Les chercheurs français sont bien français. Ils ont des problèmes, ils demandent des crédits. L'absence de véritable liberté scientifique, celle qui demande surtout du courage et de la volonté, ne semble pas les émouvoir.

Il y a quelques mois, un trop grand silence a entouré la parution d'un petit livre sur les " splendeur et misère de la science française " dont les intellectuels frondeurs feraient bien de s'inspirer. Le Grand Gâchis (Eyrolles, 2002) est pourtant éclairant. L'auteur du livre, Olivier Postel-Viney, est directeur de la rédaction de la revue La Recherche. Il y dresse un tableau impeccable de l'état de la recherche en France. Un tableau d'une rare noirceur...

Avant d'aller plus loin, il faut répondre à la question : pourquoi se soucier de la recherche ? Dans le monde actuel, la richesse d'un pays n'est plus déterminée ni par sa production agricole, ni par ses richesses en matières premières, ni même par sa puissance industrielle. Les principales sources de revenu sont désormais les actifs immatériels : la propriété du capital, les brevets, les connaissances, la notoriété, les réseaux, les organisations, etc.

> **Extraits d'enregistrements**:
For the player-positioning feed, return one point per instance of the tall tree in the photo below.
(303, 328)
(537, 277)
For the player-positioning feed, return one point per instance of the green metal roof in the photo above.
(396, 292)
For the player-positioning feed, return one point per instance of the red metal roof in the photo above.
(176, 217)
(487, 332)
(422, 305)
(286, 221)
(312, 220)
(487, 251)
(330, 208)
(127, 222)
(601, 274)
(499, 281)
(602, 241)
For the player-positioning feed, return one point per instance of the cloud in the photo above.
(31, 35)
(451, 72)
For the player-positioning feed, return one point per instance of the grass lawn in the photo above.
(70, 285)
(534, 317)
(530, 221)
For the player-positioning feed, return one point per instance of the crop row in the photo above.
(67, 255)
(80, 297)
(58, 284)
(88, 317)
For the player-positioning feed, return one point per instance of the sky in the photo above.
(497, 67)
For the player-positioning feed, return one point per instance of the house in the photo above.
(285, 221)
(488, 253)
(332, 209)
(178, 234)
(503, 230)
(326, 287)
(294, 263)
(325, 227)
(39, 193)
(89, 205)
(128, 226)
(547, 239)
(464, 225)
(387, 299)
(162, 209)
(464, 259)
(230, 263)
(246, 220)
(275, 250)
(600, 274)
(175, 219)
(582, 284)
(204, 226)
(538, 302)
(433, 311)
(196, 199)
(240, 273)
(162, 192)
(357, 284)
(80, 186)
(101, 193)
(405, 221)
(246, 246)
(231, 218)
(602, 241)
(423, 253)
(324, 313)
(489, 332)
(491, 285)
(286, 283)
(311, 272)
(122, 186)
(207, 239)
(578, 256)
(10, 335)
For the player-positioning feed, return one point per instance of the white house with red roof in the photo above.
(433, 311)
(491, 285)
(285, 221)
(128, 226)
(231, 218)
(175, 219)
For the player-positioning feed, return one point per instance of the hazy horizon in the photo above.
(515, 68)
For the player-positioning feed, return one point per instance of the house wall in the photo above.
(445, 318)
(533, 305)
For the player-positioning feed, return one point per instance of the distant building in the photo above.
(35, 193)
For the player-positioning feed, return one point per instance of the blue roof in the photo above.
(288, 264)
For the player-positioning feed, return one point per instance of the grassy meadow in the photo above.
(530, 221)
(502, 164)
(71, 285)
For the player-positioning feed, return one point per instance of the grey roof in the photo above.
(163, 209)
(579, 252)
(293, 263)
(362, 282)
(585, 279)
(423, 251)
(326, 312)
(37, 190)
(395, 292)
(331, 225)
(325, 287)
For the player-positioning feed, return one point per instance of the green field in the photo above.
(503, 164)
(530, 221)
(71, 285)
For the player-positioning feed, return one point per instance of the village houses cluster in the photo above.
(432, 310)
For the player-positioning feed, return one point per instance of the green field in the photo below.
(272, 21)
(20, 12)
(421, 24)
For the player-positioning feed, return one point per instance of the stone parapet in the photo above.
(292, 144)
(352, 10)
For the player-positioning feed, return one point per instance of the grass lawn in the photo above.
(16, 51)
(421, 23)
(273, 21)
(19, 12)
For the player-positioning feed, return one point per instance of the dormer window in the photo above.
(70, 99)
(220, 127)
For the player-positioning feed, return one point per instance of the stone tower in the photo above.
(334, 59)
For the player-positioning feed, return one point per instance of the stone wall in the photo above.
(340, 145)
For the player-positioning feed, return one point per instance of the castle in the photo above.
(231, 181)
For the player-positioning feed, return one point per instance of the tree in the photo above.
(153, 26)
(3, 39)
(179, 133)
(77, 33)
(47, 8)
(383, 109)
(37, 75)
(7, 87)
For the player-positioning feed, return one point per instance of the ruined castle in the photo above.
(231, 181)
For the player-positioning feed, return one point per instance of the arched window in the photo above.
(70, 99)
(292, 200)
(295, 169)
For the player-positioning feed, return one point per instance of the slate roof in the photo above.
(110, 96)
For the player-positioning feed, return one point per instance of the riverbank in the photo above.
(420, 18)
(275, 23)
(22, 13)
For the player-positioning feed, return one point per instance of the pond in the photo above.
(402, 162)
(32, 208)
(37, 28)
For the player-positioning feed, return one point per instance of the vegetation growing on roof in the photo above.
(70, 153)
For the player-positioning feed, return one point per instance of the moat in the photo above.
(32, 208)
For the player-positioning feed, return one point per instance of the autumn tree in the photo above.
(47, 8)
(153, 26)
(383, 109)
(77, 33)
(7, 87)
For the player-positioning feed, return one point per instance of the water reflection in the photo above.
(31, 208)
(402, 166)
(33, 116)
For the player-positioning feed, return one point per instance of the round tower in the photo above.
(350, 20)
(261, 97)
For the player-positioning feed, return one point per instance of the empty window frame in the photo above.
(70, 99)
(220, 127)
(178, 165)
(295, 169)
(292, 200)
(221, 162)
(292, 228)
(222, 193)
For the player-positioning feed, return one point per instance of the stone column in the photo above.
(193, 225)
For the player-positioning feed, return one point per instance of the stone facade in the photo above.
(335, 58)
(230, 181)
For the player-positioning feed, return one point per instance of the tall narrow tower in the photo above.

> **Exercices**:
1. Répondez à ces questions sur le texte consacré à la recherche française :
(a) Quel est le titre du petit livre évoqué, et chez quel éditeur a-t-il paru ?
(b) Quelle fonction occupe Olivier Postel-Viney ?
(c) Quelles sont désormais les principales sources de revenu d'un pays ?
2. Comment traduire en anglais cette phrase du texte sur la recherche française : « Dans le monde actuel, la richesse d'un pays n'est plus déterminée ni par sa production agricole, ni par ses richesses en matières premières, ni même par sa puissance industrielle. » ?
3. Recopiez le passage du texte sur la recherche française qui commence aux mots « Avant d'aller plus » et s'arrête après « les organisations, etc. ».

> **Les réponses**:
1.
(a) Le Grand Gâchis, paru chez Eyrolles en 2002.
(b) Il est directeur de la rédaction de la revue La Recherche.
(c) Les actifs immatériels : la propriété du capital, les brevets, les connaissances, la notoriété, les réseaux, les organisations, etc.

2. In today's world, a country's wealth is no longer determined by its agricultural output, nor by its wealth in raw materials, nor even by its industrial power.

3.
Avant d'aller plus loin, il faut répondre à la question : pourquoi se soucier de la recherche ? Dans le monde actuel, la richesse d'un pays n'est plus déterminée ni par sa production agricole, ni par ses richesses en matières premières, ni même par sa puissance industrielle. Les principales sources de revenu sont désormais les actifs immatériels : la propriété du capital, les brevets, les connaissances, la notoriété, les réseaux, les organisations, etc.